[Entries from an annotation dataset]
________________

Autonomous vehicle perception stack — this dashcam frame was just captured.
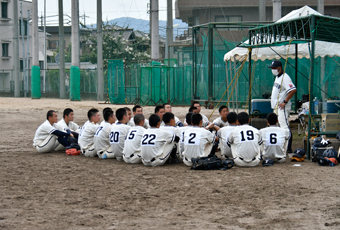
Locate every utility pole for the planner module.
[259,0,266,22]
[58,0,66,99]
[43,0,47,93]
[150,0,159,61]
[31,0,41,99]
[317,0,325,14]
[20,3,26,96]
[70,0,80,101]
[71,0,79,67]
[97,0,104,101]
[13,1,21,97]
[25,10,30,97]
[273,0,281,22]
[165,0,174,58]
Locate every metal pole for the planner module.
[32,0,39,66]
[294,44,299,113]
[97,0,104,101]
[58,0,66,99]
[43,0,47,93]
[71,0,79,67]
[248,49,252,117]
[317,0,325,14]
[259,0,266,22]
[208,24,214,101]
[234,59,238,113]
[307,15,315,159]
[273,0,281,22]
[165,0,174,59]
[13,1,21,97]
[25,10,30,97]
[150,0,159,61]
[20,3,26,96]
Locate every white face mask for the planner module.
[272,69,279,76]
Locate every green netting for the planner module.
[107,60,126,104]
[107,23,340,108]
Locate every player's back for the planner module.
[57,118,80,133]
[178,125,192,154]
[260,126,290,158]
[141,128,175,162]
[110,122,131,157]
[228,124,262,162]
[183,126,215,160]
[78,121,99,149]
[123,125,145,157]
[94,122,112,152]
[217,125,237,157]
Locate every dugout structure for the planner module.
[236,15,340,158]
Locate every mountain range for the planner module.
[89,17,188,37]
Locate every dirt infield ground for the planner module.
[0,98,340,229]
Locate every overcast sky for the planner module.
[38,0,175,25]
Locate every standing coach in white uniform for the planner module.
[268,60,296,153]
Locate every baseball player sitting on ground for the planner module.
[228,112,262,166]
[141,114,179,166]
[217,112,237,159]
[57,108,80,139]
[155,105,165,126]
[123,114,145,164]
[78,109,100,157]
[179,112,194,159]
[129,105,150,129]
[100,107,113,125]
[163,103,184,127]
[94,110,116,159]
[184,106,198,113]
[213,105,229,129]
[183,113,217,167]
[110,108,131,161]
[123,107,135,127]
[160,112,180,163]
[260,113,290,163]
[33,110,73,153]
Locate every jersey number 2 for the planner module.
[240,130,254,141]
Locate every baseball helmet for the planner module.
[293,148,306,158]
[336,132,340,139]
[314,137,328,147]
[322,149,338,158]
[262,158,274,167]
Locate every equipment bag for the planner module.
[191,155,234,170]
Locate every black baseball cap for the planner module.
[268,60,282,68]
[293,148,306,158]
[262,158,274,167]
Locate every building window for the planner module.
[48,41,59,50]
[19,19,27,36]
[2,43,9,57]
[1,2,8,18]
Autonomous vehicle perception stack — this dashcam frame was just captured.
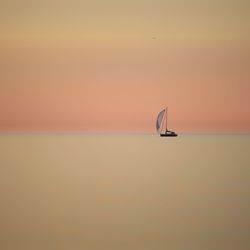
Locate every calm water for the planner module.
[0,135,250,250]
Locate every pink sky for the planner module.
[0,0,250,132]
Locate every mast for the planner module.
[165,107,168,131]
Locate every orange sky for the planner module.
[0,0,250,132]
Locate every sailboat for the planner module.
[156,108,177,137]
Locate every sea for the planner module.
[0,133,250,250]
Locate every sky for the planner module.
[0,0,250,133]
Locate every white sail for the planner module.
[156,109,165,133]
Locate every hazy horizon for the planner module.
[0,0,250,132]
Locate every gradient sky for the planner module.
[0,0,250,132]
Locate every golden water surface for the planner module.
[0,134,250,250]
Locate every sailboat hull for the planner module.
[160,133,178,137]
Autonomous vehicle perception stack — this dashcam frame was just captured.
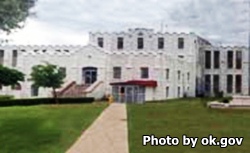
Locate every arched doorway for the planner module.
[82,67,97,84]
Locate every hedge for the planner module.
[0,97,95,107]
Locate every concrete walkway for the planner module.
[67,103,129,153]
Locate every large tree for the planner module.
[31,63,66,103]
[0,0,37,33]
[0,65,24,86]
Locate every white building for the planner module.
[0,28,249,102]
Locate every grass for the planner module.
[127,99,250,153]
[0,104,106,153]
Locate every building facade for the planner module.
[0,28,249,102]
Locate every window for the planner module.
[178,38,184,49]
[235,75,242,93]
[177,71,181,81]
[31,85,39,97]
[166,69,169,80]
[214,51,220,69]
[205,51,211,69]
[227,51,234,69]
[235,51,242,69]
[158,37,164,49]
[177,87,181,97]
[166,87,169,98]
[113,67,122,79]
[59,67,67,76]
[205,75,211,93]
[12,50,17,67]
[117,37,123,49]
[137,38,144,49]
[0,50,4,65]
[141,67,149,79]
[213,75,220,94]
[97,37,103,48]
[187,72,190,82]
[11,84,22,90]
[227,74,233,93]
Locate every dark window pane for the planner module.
[213,75,220,94]
[158,37,164,49]
[235,75,242,93]
[227,75,233,93]
[236,51,242,69]
[214,51,220,69]
[178,38,184,49]
[137,38,144,49]
[141,67,149,79]
[117,37,123,49]
[205,75,211,93]
[97,37,103,47]
[12,50,18,67]
[0,50,4,65]
[227,51,234,69]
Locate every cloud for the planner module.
[169,0,249,45]
[4,0,248,45]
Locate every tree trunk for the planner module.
[52,88,59,104]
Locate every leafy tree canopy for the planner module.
[0,65,24,86]
[0,0,37,33]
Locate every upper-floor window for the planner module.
[113,67,122,79]
[205,74,211,93]
[187,72,190,82]
[235,75,242,93]
[235,51,242,69]
[12,50,18,67]
[97,37,103,48]
[213,74,220,94]
[214,51,220,69]
[11,83,22,90]
[141,67,149,79]
[117,37,123,49]
[227,50,234,69]
[137,38,144,49]
[166,69,169,80]
[158,37,164,49]
[0,50,4,65]
[166,86,169,98]
[178,38,184,49]
[59,67,67,76]
[227,74,233,94]
[205,51,211,69]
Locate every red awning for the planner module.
[110,80,157,87]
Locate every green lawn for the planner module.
[127,99,250,153]
[0,104,106,153]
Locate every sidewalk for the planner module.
[67,103,129,153]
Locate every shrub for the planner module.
[0,97,95,107]
[0,95,14,101]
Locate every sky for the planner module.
[0,0,250,45]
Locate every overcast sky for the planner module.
[1,0,249,45]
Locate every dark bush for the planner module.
[0,95,14,101]
[0,97,95,107]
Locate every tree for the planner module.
[0,65,24,86]
[0,0,37,33]
[31,63,66,103]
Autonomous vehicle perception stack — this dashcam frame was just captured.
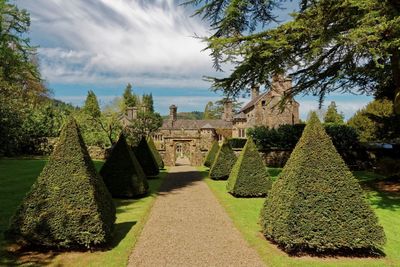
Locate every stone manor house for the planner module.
[123,76,299,166]
[153,76,299,166]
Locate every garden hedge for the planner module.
[204,141,219,168]
[210,142,236,180]
[6,118,115,248]
[226,137,272,197]
[100,134,149,198]
[147,136,164,169]
[132,137,160,177]
[260,113,385,254]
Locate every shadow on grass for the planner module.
[367,187,400,210]
[109,221,137,249]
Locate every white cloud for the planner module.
[17,0,214,87]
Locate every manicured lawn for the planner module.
[200,168,400,267]
[0,159,166,266]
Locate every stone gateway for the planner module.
[153,76,299,166]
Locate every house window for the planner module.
[239,129,246,138]
[153,134,162,141]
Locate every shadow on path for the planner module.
[158,169,204,195]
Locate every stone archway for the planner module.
[164,138,203,166]
[174,141,191,165]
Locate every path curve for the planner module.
[128,166,264,266]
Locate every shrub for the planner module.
[133,137,160,176]
[226,137,272,197]
[147,136,164,169]
[204,141,219,168]
[210,142,236,180]
[248,123,359,151]
[376,157,400,177]
[100,134,149,198]
[6,118,115,248]
[261,113,385,253]
[228,138,247,148]
[324,124,359,151]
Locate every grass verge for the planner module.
[199,167,400,267]
[0,159,167,266]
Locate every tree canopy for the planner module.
[324,101,344,124]
[347,99,400,142]
[186,0,400,113]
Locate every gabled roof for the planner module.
[161,119,232,130]
[239,91,269,112]
[233,112,246,120]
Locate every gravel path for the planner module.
[128,166,264,266]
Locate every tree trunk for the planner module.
[391,48,400,114]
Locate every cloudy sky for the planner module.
[15,0,371,118]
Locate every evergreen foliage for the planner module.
[147,136,164,169]
[186,0,400,114]
[210,142,236,180]
[204,141,219,168]
[347,99,400,142]
[6,118,115,248]
[83,90,101,118]
[122,83,139,108]
[261,113,385,253]
[324,101,344,124]
[100,134,149,198]
[226,138,272,197]
[133,137,160,176]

________________

Instructions to follow —
Copy the records word for word, starting at the line that contains "Locate every grass verge" and ending at the final line of the records, including both of those lines.

Problem solution —
Locate every grass verge for the planner module.
[199,167,400,267]
[0,159,167,266]
Locate every tree canopy for the planner module.
[324,101,344,124]
[347,99,400,142]
[186,0,400,113]
Locate every gabled roof for the planner module.
[161,119,232,130]
[239,91,269,112]
[233,112,246,120]
Locate every gravel path for the planner module.
[128,166,264,266]
Locate every tree trunk for the planner module.
[391,48,400,114]
Locate every cloudy sky for the planner module.
[15,0,371,118]
Locate every evergreen foliage for the planner module.
[147,136,164,169]
[186,0,400,114]
[210,142,236,180]
[204,141,219,168]
[347,99,400,142]
[6,118,115,248]
[83,90,101,118]
[122,83,139,108]
[261,113,385,253]
[324,101,344,124]
[100,134,149,198]
[226,138,272,197]
[133,137,160,176]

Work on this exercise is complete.